Boundary annotation records:
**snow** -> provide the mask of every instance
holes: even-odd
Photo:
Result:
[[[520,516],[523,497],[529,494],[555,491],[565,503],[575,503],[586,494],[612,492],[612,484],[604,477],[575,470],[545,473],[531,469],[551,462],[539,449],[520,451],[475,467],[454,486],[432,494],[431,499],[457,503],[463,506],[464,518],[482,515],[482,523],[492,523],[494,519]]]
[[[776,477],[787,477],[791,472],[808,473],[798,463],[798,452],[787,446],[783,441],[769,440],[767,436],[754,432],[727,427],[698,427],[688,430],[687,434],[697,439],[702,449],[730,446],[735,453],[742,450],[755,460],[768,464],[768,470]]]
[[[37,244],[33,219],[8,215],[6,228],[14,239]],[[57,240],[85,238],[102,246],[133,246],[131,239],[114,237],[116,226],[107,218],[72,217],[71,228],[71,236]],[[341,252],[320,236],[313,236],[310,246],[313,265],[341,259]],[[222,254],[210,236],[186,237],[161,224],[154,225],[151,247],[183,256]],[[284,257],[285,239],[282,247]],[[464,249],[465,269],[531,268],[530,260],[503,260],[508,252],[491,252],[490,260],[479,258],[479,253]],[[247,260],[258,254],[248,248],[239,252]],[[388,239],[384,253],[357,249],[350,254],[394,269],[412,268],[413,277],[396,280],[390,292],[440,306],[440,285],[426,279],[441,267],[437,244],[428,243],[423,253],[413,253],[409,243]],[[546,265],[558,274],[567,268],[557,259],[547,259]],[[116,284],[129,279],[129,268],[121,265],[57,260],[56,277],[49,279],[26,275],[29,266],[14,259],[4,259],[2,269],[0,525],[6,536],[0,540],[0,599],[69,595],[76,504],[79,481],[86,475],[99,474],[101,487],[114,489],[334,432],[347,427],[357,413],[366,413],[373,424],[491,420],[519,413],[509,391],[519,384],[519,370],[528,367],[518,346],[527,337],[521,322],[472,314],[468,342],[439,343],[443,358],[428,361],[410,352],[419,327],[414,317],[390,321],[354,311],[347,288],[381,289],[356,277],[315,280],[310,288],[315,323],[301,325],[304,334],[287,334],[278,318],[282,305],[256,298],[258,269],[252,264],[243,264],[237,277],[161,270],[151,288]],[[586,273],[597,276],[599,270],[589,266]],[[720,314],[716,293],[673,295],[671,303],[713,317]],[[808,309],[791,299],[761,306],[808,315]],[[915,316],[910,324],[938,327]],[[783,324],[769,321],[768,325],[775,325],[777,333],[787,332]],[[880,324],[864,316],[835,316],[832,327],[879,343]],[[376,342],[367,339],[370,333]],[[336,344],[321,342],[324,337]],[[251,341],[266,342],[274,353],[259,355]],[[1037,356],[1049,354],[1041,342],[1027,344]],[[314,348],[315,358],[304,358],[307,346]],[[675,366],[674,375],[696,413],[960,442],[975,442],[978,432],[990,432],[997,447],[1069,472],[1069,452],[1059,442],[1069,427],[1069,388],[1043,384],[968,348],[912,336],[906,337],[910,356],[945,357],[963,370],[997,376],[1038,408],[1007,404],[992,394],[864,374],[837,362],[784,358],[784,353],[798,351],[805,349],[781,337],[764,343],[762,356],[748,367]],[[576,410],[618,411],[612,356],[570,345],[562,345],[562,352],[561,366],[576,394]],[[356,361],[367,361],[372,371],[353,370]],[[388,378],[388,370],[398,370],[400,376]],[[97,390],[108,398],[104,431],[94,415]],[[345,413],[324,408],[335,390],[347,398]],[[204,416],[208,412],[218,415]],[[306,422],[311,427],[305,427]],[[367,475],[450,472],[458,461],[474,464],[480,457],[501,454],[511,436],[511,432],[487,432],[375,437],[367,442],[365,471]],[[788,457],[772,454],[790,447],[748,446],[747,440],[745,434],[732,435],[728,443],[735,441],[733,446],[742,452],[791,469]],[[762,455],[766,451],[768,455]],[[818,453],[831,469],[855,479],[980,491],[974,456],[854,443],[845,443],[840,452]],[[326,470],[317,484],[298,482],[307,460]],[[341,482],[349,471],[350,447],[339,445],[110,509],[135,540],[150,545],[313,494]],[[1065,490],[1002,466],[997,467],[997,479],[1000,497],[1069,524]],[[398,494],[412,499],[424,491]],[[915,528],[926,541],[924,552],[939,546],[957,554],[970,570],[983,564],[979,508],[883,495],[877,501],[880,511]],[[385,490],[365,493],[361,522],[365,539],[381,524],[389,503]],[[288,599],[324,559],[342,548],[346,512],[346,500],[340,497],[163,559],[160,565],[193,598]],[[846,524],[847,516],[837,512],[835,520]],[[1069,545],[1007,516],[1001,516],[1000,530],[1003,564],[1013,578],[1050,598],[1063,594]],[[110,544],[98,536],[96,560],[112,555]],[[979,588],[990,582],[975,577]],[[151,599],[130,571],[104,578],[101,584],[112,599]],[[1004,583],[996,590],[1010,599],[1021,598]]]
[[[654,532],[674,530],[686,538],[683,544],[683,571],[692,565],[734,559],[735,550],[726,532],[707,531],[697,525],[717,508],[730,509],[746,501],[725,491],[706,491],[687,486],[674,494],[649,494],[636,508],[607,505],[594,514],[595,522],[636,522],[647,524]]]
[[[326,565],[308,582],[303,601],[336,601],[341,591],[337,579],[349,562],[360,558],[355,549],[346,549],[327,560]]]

• **Written problem**:
Restate the listing above word for word.

• **Complete output**:
**snow** -> provide the mask of every instance
holes: even-odd
Photo:
Result:
[[[520,516],[523,497],[529,494],[555,491],[565,503],[575,503],[586,494],[612,492],[612,484],[604,477],[575,470],[545,473],[531,469],[551,462],[539,449],[520,451],[475,467],[454,486],[432,494],[431,499],[457,503],[463,506],[464,518],[482,515],[482,523],[492,523],[494,519]]]
[[[776,477],[787,477],[791,472],[808,473],[798,463],[798,452],[787,446],[783,441],[769,440],[767,436],[754,432],[727,427],[698,427],[688,430],[687,434],[697,439],[702,449],[730,446],[735,453],[742,450],[755,460],[768,464],[768,470]]]
[[[37,244],[33,219],[8,215],[6,228],[14,239]],[[57,240],[85,238],[102,246],[133,246],[131,239],[114,237],[116,226],[107,218],[72,217],[71,228],[71,236]],[[341,252],[320,236],[313,236],[310,246],[313,265],[341,259]],[[222,254],[210,236],[186,237],[161,224],[154,225],[151,247],[183,256]],[[284,257],[285,239],[282,247]],[[464,249],[465,269],[531,268],[530,260],[503,260],[508,252],[491,252],[490,260],[479,258],[479,253]],[[247,260],[258,254],[248,248],[239,252]],[[388,239],[384,253],[357,249],[350,254],[394,269],[412,268],[413,277],[396,280],[390,292],[440,306],[440,285],[426,279],[441,267],[437,244],[428,243],[423,253],[413,253],[409,243]],[[546,265],[558,274],[567,268],[557,259],[547,259]],[[116,284],[129,279],[129,268],[121,265],[57,260],[56,277],[49,279],[26,275],[29,266],[14,259],[4,259],[2,269],[0,525],[6,536],[0,540],[0,599],[69,595],[76,504],[79,481],[86,475],[99,474],[101,487],[114,489],[334,432],[347,427],[357,413],[366,413],[373,424],[491,420],[519,413],[509,391],[519,384],[519,370],[528,367],[518,346],[527,337],[521,322],[472,314],[468,342],[439,343],[443,358],[428,361],[410,352],[419,327],[414,317],[390,321],[354,311],[347,288],[381,289],[356,277],[315,280],[310,288],[315,323],[301,325],[304,334],[287,334],[278,318],[282,305],[256,298],[258,269],[252,264],[243,264],[237,277],[161,270],[151,288]],[[586,273],[597,276],[599,270],[589,266]],[[720,314],[716,293],[673,295],[671,303],[713,317]],[[808,309],[791,299],[761,306],[808,315]],[[915,316],[910,324],[938,327]],[[783,324],[769,321],[768,325],[775,325],[777,333],[787,332]],[[880,324],[864,316],[835,316],[832,327],[879,343]],[[376,342],[367,339],[370,333]],[[336,344],[321,342],[324,337]],[[251,341],[266,342],[274,353],[259,355]],[[1037,356],[1049,354],[1041,342],[1027,344]],[[314,348],[315,358],[304,358],[307,346]],[[675,366],[674,375],[696,413],[960,442],[975,442],[978,432],[990,432],[997,447],[1069,472],[1069,452],[1059,442],[1069,427],[1069,388],[1043,384],[968,348],[912,336],[906,337],[910,356],[945,357],[963,370],[997,376],[1038,408],[1007,404],[992,394],[864,374],[837,362],[784,358],[784,353],[798,351],[805,349],[781,337],[764,343],[762,356],[748,367]],[[576,410],[618,411],[612,356],[570,345],[562,345],[562,352],[561,366],[576,394]],[[356,361],[367,361],[372,371],[353,370]],[[388,378],[388,370],[398,370],[400,376]],[[97,390],[108,398],[104,431],[94,415]],[[345,413],[324,408],[335,390],[347,398]],[[204,416],[208,412],[218,415]],[[306,422],[311,427],[305,427]],[[367,475],[450,472],[458,461],[474,464],[480,457],[501,454],[511,436],[511,432],[487,432],[375,437],[367,442],[365,471]],[[788,457],[772,454],[790,447],[748,446],[747,440],[745,434],[732,435],[728,443],[735,441],[733,446],[742,452],[791,469]],[[762,455],[766,451],[768,455]],[[818,453],[831,469],[855,479],[980,491],[974,456],[854,443],[845,443],[840,452]],[[326,470],[317,484],[298,482],[307,460]],[[341,482],[349,471],[350,447],[339,445],[110,509],[135,540],[150,545],[313,494]],[[1065,490],[1002,466],[997,467],[997,479],[1000,497],[1069,524]],[[398,494],[412,499],[424,491]],[[915,528],[926,541],[924,552],[939,546],[957,554],[970,570],[983,564],[979,508],[883,495],[877,501],[880,511]],[[385,490],[365,493],[361,522],[365,539],[381,524],[389,503]],[[288,599],[324,559],[342,548],[346,512],[346,500],[340,497],[163,559],[160,565],[193,598]],[[846,524],[847,516],[837,512],[835,520]],[[1069,545],[1007,516],[1001,516],[1000,530],[1003,564],[1013,578],[1050,598],[1063,594]],[[110,544],[98,536],[96,560],[112,555]],[[979,588],[990,582],[975,577]],[[151,599],[130,571],[104,578],[101,584],[112,599]],[[1004,583],[996,590],[1010,599],[1021,598]]]
[[[654,532],[674,530],[686,538],[683,544],[683,571],[692,565],[734,559],[735,550],[726,532],[707,531],[697,525],[717,508],[730,509],[746,501],[725,491],[706,491],[687,486],[674,494],[649,494],[636,508],[607,505],[594,514],[595,522],[636,522],[647,524]]]
[[[326,565],[308,582],[303,601],[336,601],[341,591],[337,579],[349,562],[360,558],[355,549],[346,549],[327,560]]]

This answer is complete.